*** Block opens ***

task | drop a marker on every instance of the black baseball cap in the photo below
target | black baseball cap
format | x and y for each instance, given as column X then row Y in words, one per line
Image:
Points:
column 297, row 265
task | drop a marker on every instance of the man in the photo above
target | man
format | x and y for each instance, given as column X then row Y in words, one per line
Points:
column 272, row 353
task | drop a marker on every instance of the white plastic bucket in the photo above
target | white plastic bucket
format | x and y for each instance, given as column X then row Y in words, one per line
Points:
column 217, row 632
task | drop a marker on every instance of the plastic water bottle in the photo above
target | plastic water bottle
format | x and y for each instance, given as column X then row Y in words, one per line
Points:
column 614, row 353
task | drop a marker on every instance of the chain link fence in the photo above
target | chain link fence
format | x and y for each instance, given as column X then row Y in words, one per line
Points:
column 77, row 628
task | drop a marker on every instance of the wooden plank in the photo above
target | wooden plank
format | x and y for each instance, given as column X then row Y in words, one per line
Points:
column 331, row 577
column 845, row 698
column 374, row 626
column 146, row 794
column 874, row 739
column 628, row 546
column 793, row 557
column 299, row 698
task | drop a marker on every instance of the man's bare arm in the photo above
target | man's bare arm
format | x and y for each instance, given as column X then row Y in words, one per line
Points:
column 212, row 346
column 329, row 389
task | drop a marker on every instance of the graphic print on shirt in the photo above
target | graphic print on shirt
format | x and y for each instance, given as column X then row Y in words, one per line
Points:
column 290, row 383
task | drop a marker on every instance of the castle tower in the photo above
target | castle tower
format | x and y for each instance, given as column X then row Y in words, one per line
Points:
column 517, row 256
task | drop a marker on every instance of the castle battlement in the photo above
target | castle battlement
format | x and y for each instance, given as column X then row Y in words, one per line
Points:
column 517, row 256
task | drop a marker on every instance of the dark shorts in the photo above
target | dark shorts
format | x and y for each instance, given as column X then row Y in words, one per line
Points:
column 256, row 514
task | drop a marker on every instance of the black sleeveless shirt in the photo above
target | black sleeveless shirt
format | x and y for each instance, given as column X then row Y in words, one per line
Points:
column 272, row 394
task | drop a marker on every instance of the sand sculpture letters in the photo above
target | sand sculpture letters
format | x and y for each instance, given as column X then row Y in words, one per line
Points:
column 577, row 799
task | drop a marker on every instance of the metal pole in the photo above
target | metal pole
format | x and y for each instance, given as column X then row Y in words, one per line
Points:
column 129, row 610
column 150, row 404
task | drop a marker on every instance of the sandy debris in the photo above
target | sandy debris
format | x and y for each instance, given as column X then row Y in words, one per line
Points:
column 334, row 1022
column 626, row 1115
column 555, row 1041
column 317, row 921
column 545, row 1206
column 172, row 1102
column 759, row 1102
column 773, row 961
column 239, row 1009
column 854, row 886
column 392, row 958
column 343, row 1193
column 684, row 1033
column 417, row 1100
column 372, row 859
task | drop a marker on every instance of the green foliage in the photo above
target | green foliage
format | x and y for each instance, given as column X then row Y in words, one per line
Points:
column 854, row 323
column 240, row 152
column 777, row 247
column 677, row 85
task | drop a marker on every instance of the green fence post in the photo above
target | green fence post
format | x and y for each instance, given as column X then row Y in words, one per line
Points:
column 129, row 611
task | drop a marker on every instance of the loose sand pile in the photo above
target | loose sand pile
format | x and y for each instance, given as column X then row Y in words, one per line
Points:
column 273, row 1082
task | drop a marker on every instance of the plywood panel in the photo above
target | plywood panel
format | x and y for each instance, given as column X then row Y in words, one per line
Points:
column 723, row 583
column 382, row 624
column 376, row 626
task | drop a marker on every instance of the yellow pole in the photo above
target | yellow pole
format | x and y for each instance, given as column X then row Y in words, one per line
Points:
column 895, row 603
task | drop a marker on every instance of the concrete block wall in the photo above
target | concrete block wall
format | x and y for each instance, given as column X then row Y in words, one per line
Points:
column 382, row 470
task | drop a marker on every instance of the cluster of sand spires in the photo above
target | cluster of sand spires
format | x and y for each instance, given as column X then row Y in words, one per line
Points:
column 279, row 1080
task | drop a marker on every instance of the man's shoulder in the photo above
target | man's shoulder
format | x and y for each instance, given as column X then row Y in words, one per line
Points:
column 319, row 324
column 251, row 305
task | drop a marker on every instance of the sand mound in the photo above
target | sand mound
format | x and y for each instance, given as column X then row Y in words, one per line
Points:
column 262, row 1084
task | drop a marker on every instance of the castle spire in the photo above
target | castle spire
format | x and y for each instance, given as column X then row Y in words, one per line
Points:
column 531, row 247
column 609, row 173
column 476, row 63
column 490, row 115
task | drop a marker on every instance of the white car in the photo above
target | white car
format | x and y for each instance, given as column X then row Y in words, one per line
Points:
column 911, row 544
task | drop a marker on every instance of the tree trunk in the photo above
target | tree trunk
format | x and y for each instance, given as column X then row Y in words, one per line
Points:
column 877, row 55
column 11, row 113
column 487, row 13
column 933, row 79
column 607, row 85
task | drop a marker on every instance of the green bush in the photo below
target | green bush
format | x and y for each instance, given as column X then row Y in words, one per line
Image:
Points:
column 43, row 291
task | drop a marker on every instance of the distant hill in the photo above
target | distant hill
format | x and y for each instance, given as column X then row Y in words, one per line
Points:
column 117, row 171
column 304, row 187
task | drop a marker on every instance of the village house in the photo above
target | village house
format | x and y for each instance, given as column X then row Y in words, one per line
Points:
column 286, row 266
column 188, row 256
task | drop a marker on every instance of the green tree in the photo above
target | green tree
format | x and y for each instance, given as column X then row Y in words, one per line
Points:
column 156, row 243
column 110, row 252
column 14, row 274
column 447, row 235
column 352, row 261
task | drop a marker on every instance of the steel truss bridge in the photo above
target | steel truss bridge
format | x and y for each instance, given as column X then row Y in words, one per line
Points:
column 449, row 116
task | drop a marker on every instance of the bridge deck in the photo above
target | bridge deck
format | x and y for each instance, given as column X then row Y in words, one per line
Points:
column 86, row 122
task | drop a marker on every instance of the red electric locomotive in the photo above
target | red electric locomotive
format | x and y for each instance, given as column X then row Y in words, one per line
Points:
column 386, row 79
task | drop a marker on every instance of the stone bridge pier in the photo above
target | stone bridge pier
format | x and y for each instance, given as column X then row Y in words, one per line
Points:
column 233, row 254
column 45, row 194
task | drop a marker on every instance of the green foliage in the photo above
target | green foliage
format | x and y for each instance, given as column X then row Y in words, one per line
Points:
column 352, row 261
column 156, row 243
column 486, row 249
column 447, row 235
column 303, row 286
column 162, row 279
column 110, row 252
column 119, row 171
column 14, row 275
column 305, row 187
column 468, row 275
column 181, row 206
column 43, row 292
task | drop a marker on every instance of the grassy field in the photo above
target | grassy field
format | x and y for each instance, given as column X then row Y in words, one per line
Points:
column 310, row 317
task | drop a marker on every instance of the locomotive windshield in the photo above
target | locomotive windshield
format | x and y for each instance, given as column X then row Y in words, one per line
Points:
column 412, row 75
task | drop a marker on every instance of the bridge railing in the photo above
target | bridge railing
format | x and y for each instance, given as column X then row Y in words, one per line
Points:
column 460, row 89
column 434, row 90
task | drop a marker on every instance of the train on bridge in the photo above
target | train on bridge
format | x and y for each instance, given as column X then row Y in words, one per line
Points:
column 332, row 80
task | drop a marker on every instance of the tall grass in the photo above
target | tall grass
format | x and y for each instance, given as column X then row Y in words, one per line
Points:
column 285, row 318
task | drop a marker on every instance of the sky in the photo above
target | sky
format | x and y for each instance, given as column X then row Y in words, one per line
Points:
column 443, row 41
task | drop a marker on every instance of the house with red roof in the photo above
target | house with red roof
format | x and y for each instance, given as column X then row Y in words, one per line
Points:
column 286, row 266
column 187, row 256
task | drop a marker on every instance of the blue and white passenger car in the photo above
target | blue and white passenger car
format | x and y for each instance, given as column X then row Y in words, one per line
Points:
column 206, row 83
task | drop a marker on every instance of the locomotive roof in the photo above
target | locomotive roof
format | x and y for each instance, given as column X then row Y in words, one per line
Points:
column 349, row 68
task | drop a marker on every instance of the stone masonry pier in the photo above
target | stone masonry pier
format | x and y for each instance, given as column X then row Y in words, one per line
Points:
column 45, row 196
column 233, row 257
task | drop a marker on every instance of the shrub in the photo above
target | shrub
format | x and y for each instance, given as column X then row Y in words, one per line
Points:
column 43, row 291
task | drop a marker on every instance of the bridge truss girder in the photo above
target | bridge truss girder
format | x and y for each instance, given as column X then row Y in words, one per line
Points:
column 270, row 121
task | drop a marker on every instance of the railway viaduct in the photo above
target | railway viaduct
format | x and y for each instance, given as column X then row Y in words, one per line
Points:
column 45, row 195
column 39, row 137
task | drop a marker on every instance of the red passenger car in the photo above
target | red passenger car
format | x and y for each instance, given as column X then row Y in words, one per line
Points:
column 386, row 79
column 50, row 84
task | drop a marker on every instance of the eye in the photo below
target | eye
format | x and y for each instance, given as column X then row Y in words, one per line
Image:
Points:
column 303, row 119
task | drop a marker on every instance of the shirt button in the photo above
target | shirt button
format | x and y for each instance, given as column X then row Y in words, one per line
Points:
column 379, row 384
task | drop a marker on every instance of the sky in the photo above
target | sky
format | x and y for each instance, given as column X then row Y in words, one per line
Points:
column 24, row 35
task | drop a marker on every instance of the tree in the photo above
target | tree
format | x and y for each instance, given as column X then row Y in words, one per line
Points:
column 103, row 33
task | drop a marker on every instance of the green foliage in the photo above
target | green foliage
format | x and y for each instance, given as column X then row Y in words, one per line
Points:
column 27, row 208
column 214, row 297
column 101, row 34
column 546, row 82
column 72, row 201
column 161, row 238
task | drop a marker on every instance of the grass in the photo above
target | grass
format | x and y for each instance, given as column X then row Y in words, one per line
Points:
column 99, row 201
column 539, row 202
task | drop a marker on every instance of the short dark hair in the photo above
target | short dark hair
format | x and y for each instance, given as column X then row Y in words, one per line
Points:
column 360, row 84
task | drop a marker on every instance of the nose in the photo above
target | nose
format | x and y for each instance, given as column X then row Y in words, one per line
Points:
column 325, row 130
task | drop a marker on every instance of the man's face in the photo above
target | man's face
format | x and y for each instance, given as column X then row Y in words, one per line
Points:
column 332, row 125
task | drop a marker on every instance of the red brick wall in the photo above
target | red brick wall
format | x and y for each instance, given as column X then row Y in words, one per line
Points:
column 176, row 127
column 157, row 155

*** Block closes ***

TASK ITEM:
From the records above, copy out the line with "target | distant hill", the line with "task | drop a marker on every instance of the steel", and every line between them, word for word.

SOLUTION FOR THIS TASK:
target | distant hill
format | x and y for each instance, given as column X then row Y in words, one per line
Points:
column 117, row 171
column 304, row 187
task | drop a marker on every instance of the village house in the photo above
target | village house
format | x and y for each instance, given as column X then row Y in words, one per line
Points:
column 286, row 266
column 188, row 256
task | drop a marker on every instance of the green tree in the photo above
target | green tree
format | x and y for each instance, given as column X then row Y in words, one per line
Points:
column 156, row 243
column 110, row 252
column 14, row 274
column 447, row 235
column 352, row 261
task | drop a marker on every instance of the steel truss bridge in the photo above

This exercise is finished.